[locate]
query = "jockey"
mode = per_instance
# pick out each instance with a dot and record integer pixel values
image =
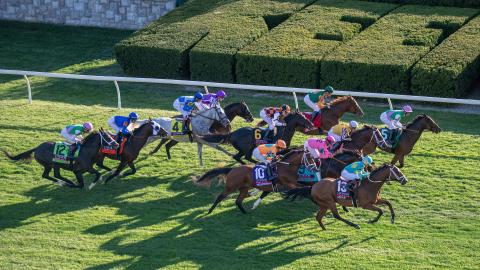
(73, 133)
(342, 131)
(210, 100)
(120, 124)
(392, 118)
(186, 105)
(319, 149)
(317, 100)
(265, 153)
(272, 116)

DIRECTIONS FOR THIS TASK ▸ Change every "jockey" in the rows above to "rider", and write the rows out again with nothing else altered. Omit the pictures from your answer.

ANSWER TO THIS PROBLEM ▸
[locate]
query = "rider"
mode = per_instance
# pick out each instance with a dot and record integer pixel values
image =
(73, 133)
(342, 131)
(210, 100)
(120, 124)
(392, 118)
(186, 105)
(319, 149)
(317, 100)
(265, 153)
(272, 116)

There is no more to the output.